EXCERPT TO READ Start Marker
Clear control flow	No hidden action execution inside external tools
Deterministic replay	Recorded tools are exactly what Trailblaze will invoke
Matches Kotlin pattern	`toExecutableTrailblazeTools()` returns delegates

Response Fields¶

Return Field	Behavior
`_trailblaze_delegates`	List of tools for Trailblaze to execute (and record)
(no delegates)	Tool is not delegating, records itself if `isRecordable=True`

Tool Composition¶

Tools can call other tools:

class MyAppFullCheckoutFlow(
    private val commands: TrailblazeCommands,
    private val loginTool: MyAppLoginTool,  // Same server, direct call
) : TrailblazeTool {

    override suspend fun execute(args: Args): ToolResult {
        // Direct call to another tool (same process)
        loginTool.execute(LoginArgs(args.email, args.password))

        // Call core primitives (via RPC or direct, depending on mode)
        commands.tap(text = "Shop")
        commands.tap(text = args.itemName)
        commands.tap(text = "Checkout")

        return ToolResult.success()
    }
}

Dynamic Tool Reload¶

For host mode, agents may create new tools at runtime. Explicit reload is required:

@Tool
fun reloadTools(): ReloadResult {
    // Scan tool directories
    // Re-read registries from MCP servers
    // Update tool index
    return ReloadResult(
        added = listOf("new_tool_1"),
        removed = emptyList(),
        total = 47,
    )
}

Teams must restart their MCP server (or implement hot-reload) for new tools to be available.

Cross-Platform Tools¶

Tools declare supported platforms in the registry:

"acme_login" to ToolMetadata(
    platforms = setOf(ANDROID, IOS),  // Not web
    groups = setOf("auth"),
)

Tools can also check platform at runtime:

override suspend fun execute(args: Args): ToolResult {
    val packageId = when (commands.platform) {
        ANDROID -> "com.acme.driver"
        IOS -> "com.acme.AcmeDriver"
        else -> error("Unsupported platform")
    }
    commands.launchApp(packageId)
    // ...
EXCERPT TO READ End Marker
INFORMATION SUPPLIED Start Marker
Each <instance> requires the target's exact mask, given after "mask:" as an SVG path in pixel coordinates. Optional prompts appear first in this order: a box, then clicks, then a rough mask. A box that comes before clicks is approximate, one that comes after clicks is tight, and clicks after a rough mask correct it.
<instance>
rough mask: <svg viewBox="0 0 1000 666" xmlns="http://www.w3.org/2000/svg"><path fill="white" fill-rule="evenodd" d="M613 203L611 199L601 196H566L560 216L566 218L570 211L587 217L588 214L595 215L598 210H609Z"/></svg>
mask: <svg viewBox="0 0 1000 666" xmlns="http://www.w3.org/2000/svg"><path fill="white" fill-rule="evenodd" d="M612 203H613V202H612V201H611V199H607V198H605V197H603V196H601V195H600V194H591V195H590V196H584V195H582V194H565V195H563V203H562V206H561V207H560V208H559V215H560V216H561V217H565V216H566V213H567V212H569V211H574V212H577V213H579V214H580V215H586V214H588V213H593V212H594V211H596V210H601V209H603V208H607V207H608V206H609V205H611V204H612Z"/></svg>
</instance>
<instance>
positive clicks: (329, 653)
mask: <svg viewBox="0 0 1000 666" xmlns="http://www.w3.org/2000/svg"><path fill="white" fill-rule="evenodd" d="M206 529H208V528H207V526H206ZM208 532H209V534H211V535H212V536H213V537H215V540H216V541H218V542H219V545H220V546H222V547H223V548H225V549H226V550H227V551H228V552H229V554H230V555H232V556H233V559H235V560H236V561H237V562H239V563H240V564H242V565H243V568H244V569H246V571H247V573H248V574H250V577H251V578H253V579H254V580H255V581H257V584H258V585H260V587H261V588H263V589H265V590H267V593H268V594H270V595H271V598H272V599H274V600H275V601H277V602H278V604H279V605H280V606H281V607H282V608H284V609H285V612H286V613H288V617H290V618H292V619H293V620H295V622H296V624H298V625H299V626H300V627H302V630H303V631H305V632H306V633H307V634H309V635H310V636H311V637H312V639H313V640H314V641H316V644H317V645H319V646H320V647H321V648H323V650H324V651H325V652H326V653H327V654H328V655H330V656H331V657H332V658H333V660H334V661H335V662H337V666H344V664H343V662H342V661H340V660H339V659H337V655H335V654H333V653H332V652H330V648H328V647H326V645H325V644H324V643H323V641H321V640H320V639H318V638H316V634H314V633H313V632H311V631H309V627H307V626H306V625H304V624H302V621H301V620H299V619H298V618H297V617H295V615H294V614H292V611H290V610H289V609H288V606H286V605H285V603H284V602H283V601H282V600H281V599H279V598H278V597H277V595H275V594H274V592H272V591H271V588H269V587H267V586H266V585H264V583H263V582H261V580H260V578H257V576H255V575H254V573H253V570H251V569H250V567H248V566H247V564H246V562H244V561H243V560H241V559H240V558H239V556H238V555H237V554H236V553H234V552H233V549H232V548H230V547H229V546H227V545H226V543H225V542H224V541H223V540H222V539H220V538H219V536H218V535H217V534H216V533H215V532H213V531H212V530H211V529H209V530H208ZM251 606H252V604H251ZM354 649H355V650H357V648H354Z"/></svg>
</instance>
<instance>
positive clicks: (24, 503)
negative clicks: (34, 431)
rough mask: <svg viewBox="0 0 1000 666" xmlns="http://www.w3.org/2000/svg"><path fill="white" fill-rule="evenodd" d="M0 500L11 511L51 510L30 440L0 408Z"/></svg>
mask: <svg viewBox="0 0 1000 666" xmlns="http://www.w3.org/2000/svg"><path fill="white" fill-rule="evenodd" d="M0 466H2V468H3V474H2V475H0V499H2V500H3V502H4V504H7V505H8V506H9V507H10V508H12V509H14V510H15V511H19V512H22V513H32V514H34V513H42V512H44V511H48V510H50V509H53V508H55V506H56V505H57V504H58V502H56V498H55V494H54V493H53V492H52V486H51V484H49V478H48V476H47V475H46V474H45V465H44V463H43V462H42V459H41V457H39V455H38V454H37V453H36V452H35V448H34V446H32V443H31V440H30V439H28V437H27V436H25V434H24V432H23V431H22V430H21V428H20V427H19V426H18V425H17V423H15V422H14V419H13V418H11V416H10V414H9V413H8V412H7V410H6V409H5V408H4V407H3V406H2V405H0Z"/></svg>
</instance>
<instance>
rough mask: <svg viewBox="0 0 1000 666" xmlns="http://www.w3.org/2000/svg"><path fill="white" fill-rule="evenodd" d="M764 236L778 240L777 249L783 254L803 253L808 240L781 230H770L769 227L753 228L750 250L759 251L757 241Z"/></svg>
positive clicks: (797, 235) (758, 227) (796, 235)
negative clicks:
INFORMATION SUPPLIED End Marker
JOB ITEM A:
Answer these from the Trailblaze tools documentation:
(i) What does the `_trailblaze_delegates` return field hold?
(ii) Which platforms does the registry entry for "acme_login" declare?
(iii) In the runtime platform check, which package ID is launched on iOS?
JOB ITEM B: Using the Trailblaze tools documentation, explain why host mode requires an explicit tool reload.
JOB ITEM C: Pick up the Trailblaze tools documentation at the point where it stops, and continue it.

EXPECTED OUTPUT A:
(i) A list of tools for Trailblaze to execute and record.
(ii) ANDROID and IOS. The entry excludes web.
(iii) "com.acme.AcmeDriver".

EXPECTED OUTPUT B: In host mode, agents may create new tools at runtime, so an explicit reload is required. The reload scans the tool directories, re-reads the registries from the MCP servers and updates the tool index.

EXPECTED OUTPUT C:
}

Type Safety and Refactoring¶

Wire/Proto as Contract¶

Kotlin (Wire) definitions  ←  SOURCE OF TRUTH
       │
       ├── generates → Proto schema
       ├── generates → Kotlin interface
       ├── generates → Python client (typed)
       ├── generates → TypeScript client (typed)
       └── generates → gRPC stubs

Refactoring Support¶

Scenario	What Happens
Rename command in Kotlin	Wire regenerates proto → regenerate clients → errors everywhere
Add parameter	Same flow, clients get new param
Remove command	Same flow, compile/lint errors
Breaking change	Bump version in proto package

What We Maintain vs Don’t¶

We Maintain	We Don’t Maintain
Wire/Kotlin API definitions	External teams’ MCP servers
Proto generation pipeline	External teams’ tool logic
Generated clients (published packages)	External teams’ deployment
RPC server	External teams’ CI/CD
`trailblaze-android-ondevice-mcp` module
Registry data models (proto-generated)
Light SDK wrappers (Python, TypeScript)
`TrailblazeToolSet` Kotlin library
Invocation context propagation infrastructure

Consequences¶

Positive:

Type-safe API via Wire/proto generation
Refactoring support across all languages
External teams use any language (MCP + RPC)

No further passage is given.